## Instructions to follow
Rewrite the lines below, changing "pixel coords" to "pixel coordinates" and leaving everything else the same.

** START OF Extracted data **

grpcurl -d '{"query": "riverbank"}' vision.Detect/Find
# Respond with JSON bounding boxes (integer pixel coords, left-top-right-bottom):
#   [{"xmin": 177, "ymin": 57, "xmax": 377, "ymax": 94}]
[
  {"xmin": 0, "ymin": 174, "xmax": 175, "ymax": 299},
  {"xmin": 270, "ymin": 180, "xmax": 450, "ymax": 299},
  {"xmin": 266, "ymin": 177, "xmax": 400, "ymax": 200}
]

** END OF Extracted data **

## Expected answer
grpcurl -d '{"query": "riverbank"}' vision.Detect/Find
# Respond with JSON bounding boxes (integer pixel coordinates, left-top-right-bottom):
#   [{"xmin": 177, "ymin": 57, "xmax": 377, "ymax": 94}]
[
  {"xmin": 0, "ymin": 174, "xmax": 175, "ymax": 299},
  {"xmin": 270, "ymin": 180, "xmax": 450, "ymax": 299},
  {"xmin": 266, "ymin": 177, "xmax": 400, "ymax": 200}
]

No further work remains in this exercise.